- Try it -
Once the line containing "Can you find the distant" is found, set down that line and each one after it exactly, through the end of the entries.

- Records shown -
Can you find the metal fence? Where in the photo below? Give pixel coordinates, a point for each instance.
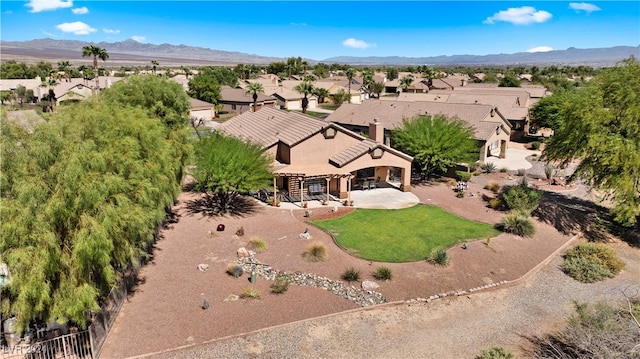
(70, 346)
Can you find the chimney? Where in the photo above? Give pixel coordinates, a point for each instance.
(376, 131)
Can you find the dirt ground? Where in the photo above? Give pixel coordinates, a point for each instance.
(165, 310)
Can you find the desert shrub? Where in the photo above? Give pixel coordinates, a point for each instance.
(591, 262)
(440, 256)
(493, 186)
(495, 353)
(522, 198)
(235, 270)
(250, 293)
(518, 223)
(463, 176)
(489, 167)
(601, 330)
(549, 171)
(281, 284)
(240, 232)
(257, 244)
(383, 273)
(351, 275)
(316, 252)
(495, 203)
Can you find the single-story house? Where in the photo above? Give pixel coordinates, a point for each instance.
(236, 100)
(491, 129)
(312, 157)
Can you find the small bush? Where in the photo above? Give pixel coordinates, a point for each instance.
(281, 284)
(383, 273)
(522, 198)
(591, 262)
(235, 270)
(463, 176)
(440, 256)
(351, 275)
(495, 203)
(519, 224)
(488, 167)
(495, 353)
(250, 293)
(257, 244)
(240, 232)
(493, 186)
(316, 252)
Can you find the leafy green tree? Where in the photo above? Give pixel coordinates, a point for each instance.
(601, 128)
(436, 143)
(227, 167)
(81, 199)
(306, 88)
(205, 86)
(548, 111)
(376, 88)
(392, 73)
(322, 93)
(161, 98)
(254, 89)
(405, 82)
(98, 53)
(509, 80)
(340, 97)
(350, 73)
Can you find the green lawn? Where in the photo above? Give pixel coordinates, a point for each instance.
(402, 235)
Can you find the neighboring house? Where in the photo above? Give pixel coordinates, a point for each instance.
(236, 100)
(491, 129)
(201, 111)
(315, 157)
(28, 119)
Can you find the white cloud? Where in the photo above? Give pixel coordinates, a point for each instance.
(76, 28)
(583, 6)
(80, 10)
(357, 44)
(540, 49)
(520, 16)
(47, 5)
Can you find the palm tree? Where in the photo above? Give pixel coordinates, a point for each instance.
(65, 66)
(254, 89)
(351, 72)
(96, 52)
(305, 88)
(155, 64)
(405, 82)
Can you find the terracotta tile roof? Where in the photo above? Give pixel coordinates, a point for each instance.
(239, 95)
(392, 113)
(268, 126)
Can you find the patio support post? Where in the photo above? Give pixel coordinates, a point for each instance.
(328, 181)
(301, 192)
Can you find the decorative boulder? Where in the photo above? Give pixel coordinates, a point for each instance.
(243, 252)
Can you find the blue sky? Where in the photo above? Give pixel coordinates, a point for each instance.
(319, 30)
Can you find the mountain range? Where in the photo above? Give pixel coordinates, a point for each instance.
(131, 52)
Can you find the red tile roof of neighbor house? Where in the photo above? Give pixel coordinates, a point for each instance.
(391, 114)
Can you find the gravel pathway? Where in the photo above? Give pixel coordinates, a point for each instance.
(458, 327)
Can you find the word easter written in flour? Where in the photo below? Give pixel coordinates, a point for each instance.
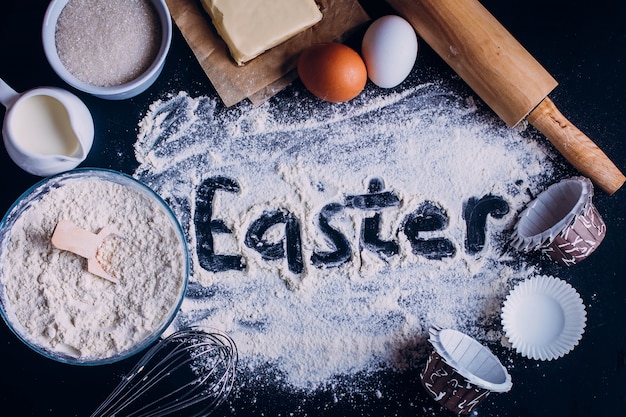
(427, 217)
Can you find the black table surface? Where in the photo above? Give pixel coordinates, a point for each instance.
(582, 45)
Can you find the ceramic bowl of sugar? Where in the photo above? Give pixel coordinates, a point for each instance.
(50, 298)
(112, 49)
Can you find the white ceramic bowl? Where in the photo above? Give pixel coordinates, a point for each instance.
(118, 92)
(143, 338)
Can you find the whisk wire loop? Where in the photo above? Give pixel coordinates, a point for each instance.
(193, 369)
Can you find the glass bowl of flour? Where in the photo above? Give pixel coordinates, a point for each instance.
(58, 308)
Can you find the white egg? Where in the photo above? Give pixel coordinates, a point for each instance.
(389, 49)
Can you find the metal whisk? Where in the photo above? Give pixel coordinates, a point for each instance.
(192, 369)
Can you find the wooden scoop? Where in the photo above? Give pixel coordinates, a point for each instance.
(505, 76)
(68, 236)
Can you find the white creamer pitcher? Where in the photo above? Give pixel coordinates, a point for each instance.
(46, 130)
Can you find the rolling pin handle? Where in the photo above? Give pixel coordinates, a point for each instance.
(576, 147)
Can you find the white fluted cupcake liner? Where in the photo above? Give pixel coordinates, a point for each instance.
(562, 222)
(543, 318)
(460, 373)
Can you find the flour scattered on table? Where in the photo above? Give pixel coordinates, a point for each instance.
(326, 239)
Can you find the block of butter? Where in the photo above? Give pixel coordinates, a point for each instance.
(250, 28)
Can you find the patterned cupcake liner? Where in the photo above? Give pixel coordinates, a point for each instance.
(562, 222)
(460, 372)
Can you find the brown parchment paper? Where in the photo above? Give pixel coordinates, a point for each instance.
(267, 74)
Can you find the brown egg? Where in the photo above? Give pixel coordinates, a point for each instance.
(332, 71)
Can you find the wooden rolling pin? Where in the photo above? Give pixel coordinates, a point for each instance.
(505, 76)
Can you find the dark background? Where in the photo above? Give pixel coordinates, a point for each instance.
(583, 45)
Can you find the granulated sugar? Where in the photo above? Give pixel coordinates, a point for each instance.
(327, 239)
(107, 43)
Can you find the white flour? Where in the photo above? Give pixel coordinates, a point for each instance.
(61, 307)
(428, 147)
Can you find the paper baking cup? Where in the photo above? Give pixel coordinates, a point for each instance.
(460, 372)
(562, 222)
(543, 318)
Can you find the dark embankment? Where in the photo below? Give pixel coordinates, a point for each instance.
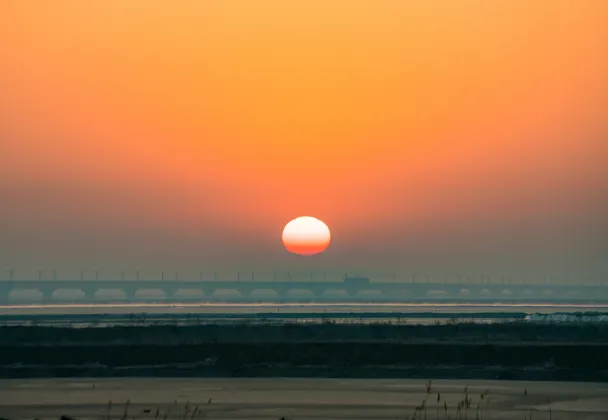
(505, 351)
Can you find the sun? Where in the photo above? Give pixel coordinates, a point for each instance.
(306, 235)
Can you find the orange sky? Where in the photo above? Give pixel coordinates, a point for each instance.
(409, 127)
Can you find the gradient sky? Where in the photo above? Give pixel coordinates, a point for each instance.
(429, 135)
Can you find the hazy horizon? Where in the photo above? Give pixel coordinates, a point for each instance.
(469, 137)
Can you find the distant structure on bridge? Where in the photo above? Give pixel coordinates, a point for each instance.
(350, 289)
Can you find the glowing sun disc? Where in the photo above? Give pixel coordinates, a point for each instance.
(306, 236)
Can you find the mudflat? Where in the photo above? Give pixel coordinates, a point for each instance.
(190, 399)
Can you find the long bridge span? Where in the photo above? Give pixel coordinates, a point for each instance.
(349, 289)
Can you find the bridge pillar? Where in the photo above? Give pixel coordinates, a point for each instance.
(47, 293)
(5, 291)
(208, 292)
(89, 293)
(170, 293)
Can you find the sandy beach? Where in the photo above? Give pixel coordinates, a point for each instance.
(142, 399)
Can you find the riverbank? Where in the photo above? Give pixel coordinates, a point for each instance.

- Task result -
Can you find the distant structure on bridge? Where in the photo above? Give pixel coordinates, a point for each instance.
(350, 289)
Can you find the glowing sun disc? Where in the photo above? Give pixel coordinates, a point for each instance.
(306, 236)
Can you find the mudflat? Where in the photo above? Give pixel coordinates, a point for each instance.
(190, 399)
Can you find the long bridge span? Where in the photo above? Give pixel coordinates, a point for each instance.
(349, 289)
Can you find the bridge pillar? Where in the photo above? Give pixel coordinates, a point for each instance.
(47, 293)
(5, 291)
(208, 292)
(89, 293)
(170, 293)
Can you find the sandy beach? Where in the photo above? Give pixel coordinates, a point for each instance.
(142, 399)
Can you find the riverbank? Where in the photo above? Give pixel coordinates, a point for each instance.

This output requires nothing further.